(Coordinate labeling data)
>>>

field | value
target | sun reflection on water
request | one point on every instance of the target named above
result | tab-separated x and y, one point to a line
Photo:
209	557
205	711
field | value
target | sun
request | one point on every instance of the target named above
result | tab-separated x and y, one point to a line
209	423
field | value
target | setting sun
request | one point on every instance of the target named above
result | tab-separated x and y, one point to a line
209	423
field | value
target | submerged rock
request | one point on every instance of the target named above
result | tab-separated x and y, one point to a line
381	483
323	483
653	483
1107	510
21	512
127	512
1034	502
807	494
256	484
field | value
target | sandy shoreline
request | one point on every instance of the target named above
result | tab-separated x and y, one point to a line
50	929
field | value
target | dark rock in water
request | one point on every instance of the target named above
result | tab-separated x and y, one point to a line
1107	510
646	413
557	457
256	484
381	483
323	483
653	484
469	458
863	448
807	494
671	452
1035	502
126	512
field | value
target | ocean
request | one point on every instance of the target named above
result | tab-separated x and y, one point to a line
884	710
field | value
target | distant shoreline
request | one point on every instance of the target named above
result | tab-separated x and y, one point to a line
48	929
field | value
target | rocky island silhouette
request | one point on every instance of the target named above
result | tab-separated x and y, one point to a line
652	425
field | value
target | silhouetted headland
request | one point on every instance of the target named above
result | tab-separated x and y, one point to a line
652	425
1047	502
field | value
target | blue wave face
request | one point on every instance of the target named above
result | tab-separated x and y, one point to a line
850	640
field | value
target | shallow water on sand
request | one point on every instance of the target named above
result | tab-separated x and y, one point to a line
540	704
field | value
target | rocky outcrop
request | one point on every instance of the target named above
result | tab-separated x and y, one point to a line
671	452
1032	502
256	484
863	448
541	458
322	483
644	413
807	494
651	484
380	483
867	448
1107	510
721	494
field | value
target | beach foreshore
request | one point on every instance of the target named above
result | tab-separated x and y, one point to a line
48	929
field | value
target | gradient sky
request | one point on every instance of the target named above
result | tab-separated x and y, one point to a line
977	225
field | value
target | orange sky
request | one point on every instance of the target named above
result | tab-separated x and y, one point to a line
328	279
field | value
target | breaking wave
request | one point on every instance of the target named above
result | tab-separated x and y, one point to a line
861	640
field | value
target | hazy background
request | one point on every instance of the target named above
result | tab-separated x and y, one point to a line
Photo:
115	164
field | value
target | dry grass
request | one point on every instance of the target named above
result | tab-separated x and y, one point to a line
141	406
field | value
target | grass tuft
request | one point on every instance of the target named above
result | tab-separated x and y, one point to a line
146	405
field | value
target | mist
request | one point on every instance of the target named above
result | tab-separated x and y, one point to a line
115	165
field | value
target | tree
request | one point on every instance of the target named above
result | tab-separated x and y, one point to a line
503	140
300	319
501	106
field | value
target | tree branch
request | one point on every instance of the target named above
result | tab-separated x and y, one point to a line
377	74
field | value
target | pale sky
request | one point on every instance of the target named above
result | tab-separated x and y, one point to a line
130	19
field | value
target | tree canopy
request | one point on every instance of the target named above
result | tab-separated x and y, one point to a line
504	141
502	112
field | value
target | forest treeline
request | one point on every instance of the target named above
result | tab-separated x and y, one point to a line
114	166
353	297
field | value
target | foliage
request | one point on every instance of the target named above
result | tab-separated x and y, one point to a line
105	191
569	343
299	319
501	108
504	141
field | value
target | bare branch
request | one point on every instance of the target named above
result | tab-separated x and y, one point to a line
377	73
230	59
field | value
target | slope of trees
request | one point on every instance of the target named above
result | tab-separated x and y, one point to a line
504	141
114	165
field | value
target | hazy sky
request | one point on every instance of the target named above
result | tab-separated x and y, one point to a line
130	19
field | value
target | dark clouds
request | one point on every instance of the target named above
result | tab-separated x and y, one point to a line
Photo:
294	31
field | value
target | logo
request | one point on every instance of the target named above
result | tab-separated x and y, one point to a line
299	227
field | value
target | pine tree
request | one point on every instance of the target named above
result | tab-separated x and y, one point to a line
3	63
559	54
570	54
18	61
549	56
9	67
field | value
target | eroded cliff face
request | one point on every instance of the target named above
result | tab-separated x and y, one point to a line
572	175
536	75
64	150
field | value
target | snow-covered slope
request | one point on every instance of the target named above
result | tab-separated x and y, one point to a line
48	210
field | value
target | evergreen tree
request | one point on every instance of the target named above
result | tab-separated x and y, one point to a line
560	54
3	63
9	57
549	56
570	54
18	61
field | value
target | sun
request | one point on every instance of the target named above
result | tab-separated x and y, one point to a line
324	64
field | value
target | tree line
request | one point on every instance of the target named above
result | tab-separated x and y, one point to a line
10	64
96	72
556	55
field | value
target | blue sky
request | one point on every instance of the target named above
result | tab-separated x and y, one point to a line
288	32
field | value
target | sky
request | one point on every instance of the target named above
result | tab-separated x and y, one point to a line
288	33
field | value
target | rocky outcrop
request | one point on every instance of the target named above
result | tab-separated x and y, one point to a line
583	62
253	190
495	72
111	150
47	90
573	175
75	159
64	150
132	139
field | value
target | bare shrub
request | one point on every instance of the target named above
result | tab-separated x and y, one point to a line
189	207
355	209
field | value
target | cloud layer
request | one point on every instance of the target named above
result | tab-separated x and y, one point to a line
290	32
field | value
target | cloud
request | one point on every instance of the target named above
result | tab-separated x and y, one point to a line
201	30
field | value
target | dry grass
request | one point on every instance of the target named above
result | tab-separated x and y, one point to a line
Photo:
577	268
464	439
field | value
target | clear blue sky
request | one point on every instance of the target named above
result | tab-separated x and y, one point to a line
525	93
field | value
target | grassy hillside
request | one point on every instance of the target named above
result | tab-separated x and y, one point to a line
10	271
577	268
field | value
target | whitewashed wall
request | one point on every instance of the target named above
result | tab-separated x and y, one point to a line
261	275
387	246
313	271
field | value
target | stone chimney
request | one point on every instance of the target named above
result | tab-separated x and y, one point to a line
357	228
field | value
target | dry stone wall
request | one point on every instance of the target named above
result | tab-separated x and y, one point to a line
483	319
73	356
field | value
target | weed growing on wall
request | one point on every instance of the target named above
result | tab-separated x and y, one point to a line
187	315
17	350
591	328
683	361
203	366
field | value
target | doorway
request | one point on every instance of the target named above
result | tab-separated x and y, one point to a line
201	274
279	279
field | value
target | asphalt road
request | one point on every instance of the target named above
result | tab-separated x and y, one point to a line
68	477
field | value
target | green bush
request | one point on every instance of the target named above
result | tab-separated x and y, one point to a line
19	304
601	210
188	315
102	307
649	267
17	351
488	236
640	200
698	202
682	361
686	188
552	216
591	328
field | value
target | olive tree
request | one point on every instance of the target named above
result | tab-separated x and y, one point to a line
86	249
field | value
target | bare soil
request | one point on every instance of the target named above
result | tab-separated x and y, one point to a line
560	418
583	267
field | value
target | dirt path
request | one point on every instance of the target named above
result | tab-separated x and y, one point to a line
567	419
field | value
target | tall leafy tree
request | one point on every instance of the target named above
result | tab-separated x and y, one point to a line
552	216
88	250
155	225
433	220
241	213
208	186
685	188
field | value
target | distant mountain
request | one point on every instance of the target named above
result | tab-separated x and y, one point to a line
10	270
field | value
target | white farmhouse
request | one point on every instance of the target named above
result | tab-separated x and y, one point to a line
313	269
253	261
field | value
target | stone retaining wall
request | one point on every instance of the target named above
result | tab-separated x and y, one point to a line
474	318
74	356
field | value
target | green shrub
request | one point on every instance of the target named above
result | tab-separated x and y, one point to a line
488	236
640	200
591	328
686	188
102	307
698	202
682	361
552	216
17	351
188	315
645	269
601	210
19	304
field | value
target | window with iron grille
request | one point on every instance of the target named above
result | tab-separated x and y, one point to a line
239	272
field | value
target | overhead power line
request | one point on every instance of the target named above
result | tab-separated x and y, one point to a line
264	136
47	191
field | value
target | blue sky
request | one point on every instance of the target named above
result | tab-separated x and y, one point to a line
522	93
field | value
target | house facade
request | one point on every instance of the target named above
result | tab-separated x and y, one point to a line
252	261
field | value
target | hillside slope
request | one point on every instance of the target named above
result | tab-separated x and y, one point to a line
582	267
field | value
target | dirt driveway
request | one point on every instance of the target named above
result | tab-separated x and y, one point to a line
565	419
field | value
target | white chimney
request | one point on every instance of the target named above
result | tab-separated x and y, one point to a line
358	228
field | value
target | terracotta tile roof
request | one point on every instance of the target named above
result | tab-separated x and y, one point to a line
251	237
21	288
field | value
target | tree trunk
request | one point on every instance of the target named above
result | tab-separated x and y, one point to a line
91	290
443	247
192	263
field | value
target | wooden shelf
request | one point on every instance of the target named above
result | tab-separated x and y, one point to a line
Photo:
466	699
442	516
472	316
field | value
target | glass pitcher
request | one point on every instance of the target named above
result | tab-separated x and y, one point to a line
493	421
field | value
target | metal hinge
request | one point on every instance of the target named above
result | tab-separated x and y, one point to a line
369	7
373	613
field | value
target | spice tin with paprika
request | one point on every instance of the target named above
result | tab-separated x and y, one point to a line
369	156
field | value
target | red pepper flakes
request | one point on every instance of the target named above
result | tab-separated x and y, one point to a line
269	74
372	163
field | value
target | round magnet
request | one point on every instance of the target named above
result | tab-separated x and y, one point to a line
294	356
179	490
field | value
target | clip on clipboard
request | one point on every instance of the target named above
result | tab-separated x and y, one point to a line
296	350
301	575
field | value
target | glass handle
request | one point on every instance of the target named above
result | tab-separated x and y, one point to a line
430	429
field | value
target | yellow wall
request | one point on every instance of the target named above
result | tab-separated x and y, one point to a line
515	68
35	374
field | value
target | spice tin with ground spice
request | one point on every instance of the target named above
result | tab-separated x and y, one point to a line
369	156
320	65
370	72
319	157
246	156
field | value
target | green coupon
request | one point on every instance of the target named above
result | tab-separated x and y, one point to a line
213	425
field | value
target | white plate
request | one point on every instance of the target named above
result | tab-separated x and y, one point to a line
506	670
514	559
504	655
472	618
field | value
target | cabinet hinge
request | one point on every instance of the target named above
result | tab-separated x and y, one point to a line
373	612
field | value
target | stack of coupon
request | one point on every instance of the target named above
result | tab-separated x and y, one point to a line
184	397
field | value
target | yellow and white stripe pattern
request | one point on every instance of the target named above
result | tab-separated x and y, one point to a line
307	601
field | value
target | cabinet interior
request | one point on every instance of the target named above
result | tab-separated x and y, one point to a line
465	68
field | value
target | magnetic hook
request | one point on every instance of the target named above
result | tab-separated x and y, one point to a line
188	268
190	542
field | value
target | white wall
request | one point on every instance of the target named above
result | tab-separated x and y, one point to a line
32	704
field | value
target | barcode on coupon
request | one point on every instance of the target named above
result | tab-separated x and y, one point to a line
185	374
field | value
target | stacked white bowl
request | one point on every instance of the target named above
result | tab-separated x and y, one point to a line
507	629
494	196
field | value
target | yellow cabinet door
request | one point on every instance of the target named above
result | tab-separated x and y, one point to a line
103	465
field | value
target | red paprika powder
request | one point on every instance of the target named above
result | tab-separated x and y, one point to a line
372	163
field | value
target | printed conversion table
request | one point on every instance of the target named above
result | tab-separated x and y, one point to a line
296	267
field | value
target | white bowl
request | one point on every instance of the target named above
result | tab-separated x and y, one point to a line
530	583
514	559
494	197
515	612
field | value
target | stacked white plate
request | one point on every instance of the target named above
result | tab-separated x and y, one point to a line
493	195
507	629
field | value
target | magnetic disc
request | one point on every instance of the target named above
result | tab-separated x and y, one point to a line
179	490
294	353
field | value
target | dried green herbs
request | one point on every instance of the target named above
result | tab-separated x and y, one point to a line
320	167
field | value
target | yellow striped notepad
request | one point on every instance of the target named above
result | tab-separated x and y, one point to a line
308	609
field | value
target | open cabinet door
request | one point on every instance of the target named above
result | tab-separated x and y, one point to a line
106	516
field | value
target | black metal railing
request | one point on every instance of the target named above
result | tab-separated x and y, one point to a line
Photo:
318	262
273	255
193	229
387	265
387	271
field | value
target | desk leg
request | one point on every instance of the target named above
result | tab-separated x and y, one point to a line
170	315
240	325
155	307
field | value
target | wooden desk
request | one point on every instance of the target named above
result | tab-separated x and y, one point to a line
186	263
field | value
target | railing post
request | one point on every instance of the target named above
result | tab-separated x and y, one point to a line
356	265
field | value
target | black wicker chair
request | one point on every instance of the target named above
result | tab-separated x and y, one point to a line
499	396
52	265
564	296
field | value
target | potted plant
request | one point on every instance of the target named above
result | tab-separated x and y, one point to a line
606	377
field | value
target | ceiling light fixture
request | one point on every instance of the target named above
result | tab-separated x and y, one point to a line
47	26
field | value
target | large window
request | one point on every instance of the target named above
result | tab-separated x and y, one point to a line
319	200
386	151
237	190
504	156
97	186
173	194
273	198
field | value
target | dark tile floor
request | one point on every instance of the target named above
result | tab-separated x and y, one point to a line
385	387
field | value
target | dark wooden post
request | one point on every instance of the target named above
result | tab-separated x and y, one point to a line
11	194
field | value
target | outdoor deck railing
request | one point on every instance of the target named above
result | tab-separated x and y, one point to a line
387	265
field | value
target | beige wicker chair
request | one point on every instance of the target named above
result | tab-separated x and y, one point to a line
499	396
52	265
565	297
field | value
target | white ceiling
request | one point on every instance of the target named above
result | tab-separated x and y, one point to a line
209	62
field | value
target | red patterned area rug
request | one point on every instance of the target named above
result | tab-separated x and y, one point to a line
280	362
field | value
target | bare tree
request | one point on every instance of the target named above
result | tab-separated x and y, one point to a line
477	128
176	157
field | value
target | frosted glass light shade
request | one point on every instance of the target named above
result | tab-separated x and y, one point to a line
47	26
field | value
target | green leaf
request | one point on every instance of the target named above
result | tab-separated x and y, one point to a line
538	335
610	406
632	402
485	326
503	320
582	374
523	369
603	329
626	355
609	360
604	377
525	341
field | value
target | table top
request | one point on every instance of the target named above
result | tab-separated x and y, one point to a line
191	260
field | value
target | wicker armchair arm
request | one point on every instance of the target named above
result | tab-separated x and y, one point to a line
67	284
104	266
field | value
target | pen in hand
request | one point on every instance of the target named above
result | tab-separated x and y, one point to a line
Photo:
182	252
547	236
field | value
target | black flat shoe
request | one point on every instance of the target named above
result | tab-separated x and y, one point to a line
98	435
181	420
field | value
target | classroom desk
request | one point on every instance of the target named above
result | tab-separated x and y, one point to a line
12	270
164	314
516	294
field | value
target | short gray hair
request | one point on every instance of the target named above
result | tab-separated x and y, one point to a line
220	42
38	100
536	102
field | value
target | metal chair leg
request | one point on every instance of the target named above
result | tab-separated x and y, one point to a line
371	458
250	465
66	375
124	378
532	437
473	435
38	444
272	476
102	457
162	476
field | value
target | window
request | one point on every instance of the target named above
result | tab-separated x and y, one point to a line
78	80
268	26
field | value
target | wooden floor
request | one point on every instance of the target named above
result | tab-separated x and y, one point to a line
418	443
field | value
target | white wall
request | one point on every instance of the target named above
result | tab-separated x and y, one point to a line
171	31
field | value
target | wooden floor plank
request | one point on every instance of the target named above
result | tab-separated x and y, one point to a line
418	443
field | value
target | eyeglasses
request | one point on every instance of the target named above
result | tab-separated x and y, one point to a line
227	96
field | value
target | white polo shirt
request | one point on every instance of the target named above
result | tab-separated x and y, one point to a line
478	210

<<<

EXERCISE DETAILS:
Please tally the lines of the records above that contain the string "cabinet", counting only matches with the same case, and give the number alone.

TASK OUTPUT:
4